* [GOAL 1]: Recast the paragraph of the NFS survey post that begins "1) cluster OS" as a short list that keeps every operating system and its share.
* [GOAL 2]: Carry on the NFS survey post from its last line.

[Beowulf] NFS HPC survey results.

Thu Jul 21 02:22:52 PDT 2016

Very informative!

Thank you so much!

Fred

> -----Original Message-----
> From: Beowulf [mailto:beowulf-bounces at beowulf.org] On Behalf Of Bill
> Broadley
> Sent: 星期四, 七月 21, 2016 7:19
> To: Beowulf at beowulf.org
> Subject: [Beowulf] NFS HPC survey results.
> 
> 
> Many thanks for all the responses.
> 
> Here's the promised raw data:
>     https://wiki.cse.ucdavis.edu/_media/wiki:linux-hpc-nfs-survey.csv
> 
> I'll summarize the 26 results below.  I'll email similar to those that asked.
> 
> Not everyone answered all questions.
> 
> 1) cluster OS:
>    72% Redhat/CentOS/Scientific linux or derivative
>    24% Debian/Ubuntu or derivative
>     4% SUSE or derivative
> 
> 2) Appliance/NAS or linux server
>     32% NFS appliance
>     76% linux server
>     12% other (illumos/Solaris)
> 
> 3) Appliances used (one each, free form answers):
>     * Hitachi BlueARC, EMC Isilon, DDN/GPFS, x4540
>     * Not sure - something that corporate provided. An F5, maybe...? Also a
>         Panasas system for /scratch.

(Rows from a dataset)
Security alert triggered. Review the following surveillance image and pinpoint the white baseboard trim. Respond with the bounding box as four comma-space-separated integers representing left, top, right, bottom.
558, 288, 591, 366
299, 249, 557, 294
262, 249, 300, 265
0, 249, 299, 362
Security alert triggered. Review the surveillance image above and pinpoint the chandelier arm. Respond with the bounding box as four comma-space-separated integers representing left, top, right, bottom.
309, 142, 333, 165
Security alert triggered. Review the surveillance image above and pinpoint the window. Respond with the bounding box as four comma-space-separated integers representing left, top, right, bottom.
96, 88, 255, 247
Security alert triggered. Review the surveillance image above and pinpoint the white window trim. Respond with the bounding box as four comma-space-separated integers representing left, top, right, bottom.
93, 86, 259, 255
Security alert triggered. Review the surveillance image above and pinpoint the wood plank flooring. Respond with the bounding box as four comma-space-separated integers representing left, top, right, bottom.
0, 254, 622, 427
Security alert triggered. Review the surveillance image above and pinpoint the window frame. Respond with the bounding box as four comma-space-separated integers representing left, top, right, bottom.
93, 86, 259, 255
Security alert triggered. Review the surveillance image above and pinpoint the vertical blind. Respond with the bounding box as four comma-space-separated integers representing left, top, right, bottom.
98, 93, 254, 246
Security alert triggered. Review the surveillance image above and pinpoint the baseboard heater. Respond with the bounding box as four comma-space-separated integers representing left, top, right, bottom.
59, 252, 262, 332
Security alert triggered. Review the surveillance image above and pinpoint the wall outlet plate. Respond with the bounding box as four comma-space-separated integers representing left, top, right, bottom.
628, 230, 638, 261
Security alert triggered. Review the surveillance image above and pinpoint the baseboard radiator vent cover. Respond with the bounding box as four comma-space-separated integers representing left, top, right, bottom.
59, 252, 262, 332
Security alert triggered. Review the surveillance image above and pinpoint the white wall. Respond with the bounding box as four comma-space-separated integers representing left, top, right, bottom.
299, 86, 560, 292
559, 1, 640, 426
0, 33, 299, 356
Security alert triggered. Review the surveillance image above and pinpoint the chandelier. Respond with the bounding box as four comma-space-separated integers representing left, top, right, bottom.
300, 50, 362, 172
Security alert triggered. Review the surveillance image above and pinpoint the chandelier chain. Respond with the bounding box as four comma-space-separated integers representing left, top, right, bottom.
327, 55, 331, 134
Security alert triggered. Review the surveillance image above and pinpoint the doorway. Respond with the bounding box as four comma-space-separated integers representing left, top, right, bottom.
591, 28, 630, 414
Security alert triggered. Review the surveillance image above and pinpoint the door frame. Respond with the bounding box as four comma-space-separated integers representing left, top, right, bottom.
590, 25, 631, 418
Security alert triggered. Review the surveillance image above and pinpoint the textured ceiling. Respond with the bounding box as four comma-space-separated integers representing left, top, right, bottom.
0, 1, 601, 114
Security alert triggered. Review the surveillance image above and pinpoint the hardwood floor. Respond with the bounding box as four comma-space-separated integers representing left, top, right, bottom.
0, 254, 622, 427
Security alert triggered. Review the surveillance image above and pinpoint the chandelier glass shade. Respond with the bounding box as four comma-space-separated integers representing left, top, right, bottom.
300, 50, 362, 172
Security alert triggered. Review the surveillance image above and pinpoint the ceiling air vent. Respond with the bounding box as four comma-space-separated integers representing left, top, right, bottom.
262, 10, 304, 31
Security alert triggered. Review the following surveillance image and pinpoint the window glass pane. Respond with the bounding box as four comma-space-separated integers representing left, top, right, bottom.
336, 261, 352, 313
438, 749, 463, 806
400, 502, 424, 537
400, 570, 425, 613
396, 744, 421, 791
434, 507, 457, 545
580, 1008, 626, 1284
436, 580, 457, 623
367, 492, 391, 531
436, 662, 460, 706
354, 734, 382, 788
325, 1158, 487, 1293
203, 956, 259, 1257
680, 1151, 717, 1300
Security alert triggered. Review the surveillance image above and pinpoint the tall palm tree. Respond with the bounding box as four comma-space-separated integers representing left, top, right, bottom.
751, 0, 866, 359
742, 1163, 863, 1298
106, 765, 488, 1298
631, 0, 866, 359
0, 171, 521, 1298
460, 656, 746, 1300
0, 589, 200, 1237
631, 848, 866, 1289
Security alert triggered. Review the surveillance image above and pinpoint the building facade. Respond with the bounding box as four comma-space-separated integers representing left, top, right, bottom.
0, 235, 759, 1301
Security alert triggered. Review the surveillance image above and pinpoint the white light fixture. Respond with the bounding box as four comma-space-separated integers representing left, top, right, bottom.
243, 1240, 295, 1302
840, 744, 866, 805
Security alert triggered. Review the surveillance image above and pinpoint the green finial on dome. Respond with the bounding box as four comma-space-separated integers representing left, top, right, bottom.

* [TASK RESPONSE 1]:
Cluster OS:
- Redhat/CentOS/Scientific Linux or derivative: 72%
- Debian/Ubuntu or derivative: 24%
- SUSE or derivative: 4%

* [TASK RESPONSE 2]:
>     * NetApp FAS6xxx
>     * netapp
>     * isilon x and nl
>     * Isilon
>     * NetApp
>     * Synology
> 
> 4) Which kernel do you use:
>     88% one provided with the linux distribution
>     12% one that I compile/tweak myself
> 
> 5) what kernel changes do you make
>     * CPU performance tweaking, network performance.
>     * raise ARP cache size, newer kernel than stock 3.2 was needed for newer
>       hardware 3.14 at the moment
>     * ZFS
> 
> 6) Do you often see problems like nfs: server 192.168.5.30 not responding,
>     timed out:
>     42.3% Never
>     23.1% Sometimes
>     19.2% rarely
>      7.7% daily
>      7.7% often
> 
> 7) If you see NFS time outs what do you do (free form answers)
>    * nothing
>    * nothing
>    * Restart NFSd, look for performance intensive jobs, sometimes increase
> NFSd.
>    * Look at what's going on on that server. That means looking at what the
>      disks are doing, what network flows are going to/from that server and
>      determine if the load is something to take action on or to let.
>    * Not much
>    * Reboot
>    * Resolve connectivity issue if any and run mount command on nodes. If this
>      doesn't fix it, then reboot.
>    * Ignore them, unless they become a problem.
>    * Look for the root cause of the issue, typically system is suffering network
>      issues or is overloaded by a user 'abuse/missuse'.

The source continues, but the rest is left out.